* DATA TO USE *
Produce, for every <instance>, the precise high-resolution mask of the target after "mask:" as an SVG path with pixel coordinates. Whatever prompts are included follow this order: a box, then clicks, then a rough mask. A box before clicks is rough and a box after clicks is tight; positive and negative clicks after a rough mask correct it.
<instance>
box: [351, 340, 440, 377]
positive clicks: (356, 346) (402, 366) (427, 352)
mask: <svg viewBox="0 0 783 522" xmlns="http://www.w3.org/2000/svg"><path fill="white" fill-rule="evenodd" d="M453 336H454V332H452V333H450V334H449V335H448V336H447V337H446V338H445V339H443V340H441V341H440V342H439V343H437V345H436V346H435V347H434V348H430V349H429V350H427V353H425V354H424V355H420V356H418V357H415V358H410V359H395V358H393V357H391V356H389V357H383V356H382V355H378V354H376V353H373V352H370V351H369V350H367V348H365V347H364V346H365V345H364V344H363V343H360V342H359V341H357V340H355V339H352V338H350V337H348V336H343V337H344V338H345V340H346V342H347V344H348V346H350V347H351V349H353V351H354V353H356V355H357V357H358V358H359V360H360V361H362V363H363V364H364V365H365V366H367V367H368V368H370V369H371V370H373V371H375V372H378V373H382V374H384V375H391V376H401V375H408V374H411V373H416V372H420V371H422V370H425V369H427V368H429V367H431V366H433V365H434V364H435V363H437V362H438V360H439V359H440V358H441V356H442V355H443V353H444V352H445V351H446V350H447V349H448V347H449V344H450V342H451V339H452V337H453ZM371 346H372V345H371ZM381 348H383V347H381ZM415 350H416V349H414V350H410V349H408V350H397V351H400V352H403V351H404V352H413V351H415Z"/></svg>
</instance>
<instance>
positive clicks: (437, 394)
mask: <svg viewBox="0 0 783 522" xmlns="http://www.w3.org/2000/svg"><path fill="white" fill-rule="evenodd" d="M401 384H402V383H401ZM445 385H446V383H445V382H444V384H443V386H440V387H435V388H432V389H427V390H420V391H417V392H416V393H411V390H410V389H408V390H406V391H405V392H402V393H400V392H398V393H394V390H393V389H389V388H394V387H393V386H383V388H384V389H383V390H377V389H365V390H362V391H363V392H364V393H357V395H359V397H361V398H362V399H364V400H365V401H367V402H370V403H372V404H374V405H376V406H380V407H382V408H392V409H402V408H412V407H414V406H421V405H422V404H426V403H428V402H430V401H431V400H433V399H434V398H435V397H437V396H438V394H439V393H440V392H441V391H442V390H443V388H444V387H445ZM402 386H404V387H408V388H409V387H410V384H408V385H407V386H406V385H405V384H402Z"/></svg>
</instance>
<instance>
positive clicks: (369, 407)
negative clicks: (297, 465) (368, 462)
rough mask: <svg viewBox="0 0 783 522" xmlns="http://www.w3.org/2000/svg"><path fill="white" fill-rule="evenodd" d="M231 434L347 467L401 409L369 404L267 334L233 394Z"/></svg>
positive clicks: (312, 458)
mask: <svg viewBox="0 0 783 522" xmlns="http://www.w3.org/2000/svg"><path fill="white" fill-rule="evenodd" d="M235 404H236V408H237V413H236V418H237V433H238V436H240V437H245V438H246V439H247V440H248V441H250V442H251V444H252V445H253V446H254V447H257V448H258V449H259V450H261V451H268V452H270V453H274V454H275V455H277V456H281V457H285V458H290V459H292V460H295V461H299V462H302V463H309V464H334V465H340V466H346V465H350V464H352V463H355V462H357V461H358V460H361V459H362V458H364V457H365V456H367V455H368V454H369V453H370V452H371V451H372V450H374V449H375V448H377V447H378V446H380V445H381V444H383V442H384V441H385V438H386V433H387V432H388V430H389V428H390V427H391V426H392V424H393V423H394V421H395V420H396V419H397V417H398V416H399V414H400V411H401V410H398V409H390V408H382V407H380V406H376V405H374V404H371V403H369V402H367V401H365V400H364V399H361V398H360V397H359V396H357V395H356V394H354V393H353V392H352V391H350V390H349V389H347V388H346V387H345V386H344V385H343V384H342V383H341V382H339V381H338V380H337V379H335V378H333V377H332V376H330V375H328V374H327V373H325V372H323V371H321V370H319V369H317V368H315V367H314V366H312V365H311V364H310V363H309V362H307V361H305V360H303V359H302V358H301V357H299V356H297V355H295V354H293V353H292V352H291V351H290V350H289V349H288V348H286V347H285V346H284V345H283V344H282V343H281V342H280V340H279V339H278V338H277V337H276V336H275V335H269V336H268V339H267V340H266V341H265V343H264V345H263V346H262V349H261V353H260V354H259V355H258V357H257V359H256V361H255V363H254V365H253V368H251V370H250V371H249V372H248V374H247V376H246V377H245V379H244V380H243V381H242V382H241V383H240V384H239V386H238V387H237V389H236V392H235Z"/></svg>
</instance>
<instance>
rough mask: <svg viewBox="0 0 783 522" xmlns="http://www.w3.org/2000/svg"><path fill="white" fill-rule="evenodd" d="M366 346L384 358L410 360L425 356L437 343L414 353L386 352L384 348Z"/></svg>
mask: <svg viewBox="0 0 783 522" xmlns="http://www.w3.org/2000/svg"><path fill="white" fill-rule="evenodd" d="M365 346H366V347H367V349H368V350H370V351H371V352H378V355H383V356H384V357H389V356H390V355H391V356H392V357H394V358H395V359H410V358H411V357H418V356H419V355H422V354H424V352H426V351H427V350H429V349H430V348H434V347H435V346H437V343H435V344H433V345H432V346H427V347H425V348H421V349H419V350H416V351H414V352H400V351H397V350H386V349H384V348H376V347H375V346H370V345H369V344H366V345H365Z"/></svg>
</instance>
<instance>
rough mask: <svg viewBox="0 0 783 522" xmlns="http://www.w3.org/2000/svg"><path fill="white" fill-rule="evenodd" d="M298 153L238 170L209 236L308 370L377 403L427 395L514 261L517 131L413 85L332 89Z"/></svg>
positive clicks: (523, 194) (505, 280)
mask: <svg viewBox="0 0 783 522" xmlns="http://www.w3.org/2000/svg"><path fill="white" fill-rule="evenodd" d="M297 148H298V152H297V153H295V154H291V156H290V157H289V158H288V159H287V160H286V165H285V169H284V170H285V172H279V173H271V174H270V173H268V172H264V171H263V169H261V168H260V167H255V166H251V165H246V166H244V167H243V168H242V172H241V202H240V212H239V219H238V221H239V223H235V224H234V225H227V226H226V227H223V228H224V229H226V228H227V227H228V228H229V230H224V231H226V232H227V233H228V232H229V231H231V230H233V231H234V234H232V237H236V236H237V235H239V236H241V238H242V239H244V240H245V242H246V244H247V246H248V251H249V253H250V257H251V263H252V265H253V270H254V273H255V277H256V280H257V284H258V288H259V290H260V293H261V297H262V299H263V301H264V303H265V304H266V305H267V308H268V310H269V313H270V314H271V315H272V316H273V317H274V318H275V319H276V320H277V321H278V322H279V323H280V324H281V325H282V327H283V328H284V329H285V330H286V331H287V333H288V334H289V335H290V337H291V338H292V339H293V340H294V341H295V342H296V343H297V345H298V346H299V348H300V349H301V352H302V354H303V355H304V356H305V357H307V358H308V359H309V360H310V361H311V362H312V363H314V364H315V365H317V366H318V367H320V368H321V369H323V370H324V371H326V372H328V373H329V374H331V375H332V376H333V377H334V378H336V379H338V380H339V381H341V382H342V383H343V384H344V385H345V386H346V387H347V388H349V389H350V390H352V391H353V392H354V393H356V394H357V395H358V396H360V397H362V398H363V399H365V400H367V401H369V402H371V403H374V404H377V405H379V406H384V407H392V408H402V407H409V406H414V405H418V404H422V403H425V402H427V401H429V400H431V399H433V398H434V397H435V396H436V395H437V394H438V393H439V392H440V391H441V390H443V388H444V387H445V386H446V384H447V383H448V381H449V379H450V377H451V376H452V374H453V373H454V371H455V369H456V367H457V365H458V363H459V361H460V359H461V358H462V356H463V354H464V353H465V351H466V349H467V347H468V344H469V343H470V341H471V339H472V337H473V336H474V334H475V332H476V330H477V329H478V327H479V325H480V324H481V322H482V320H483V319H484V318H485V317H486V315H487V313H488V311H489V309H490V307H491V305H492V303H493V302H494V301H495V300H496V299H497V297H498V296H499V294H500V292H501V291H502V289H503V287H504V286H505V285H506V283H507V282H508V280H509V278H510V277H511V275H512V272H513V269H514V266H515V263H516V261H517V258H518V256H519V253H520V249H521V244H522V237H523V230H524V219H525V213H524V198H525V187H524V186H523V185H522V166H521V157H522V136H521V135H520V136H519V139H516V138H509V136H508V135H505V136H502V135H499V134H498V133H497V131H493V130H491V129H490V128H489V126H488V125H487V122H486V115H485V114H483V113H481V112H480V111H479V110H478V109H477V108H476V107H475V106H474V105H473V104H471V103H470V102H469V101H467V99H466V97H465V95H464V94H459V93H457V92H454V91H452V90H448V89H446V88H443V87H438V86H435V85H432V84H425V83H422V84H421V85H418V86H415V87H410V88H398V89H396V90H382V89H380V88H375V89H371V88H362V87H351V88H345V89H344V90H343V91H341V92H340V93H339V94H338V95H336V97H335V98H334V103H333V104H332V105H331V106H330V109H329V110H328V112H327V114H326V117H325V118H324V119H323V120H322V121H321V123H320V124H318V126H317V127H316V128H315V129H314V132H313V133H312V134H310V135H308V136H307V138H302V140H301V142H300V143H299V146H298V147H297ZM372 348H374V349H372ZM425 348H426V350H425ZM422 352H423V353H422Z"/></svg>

* WHAT YOU SHOULD DO *
Please copy exactly the lines from the first line of the records above through the line containing "box: [351, 340, 440, 377]", including both, and nothing more.

* SOLUTION FOR THIS TASK *
Produce, for every <instance>, the precise high-resolution mask of the target after "mask:" as an SVG path with pixel coordinates. Whatever prompts are included follow this order: a box, then clicks, then a rough mask. A box before clicks is rough and a box after clicks is tight; positive and negative clicks after a rough mask correct it.
<instance>
box: [351, 340, 440, 377]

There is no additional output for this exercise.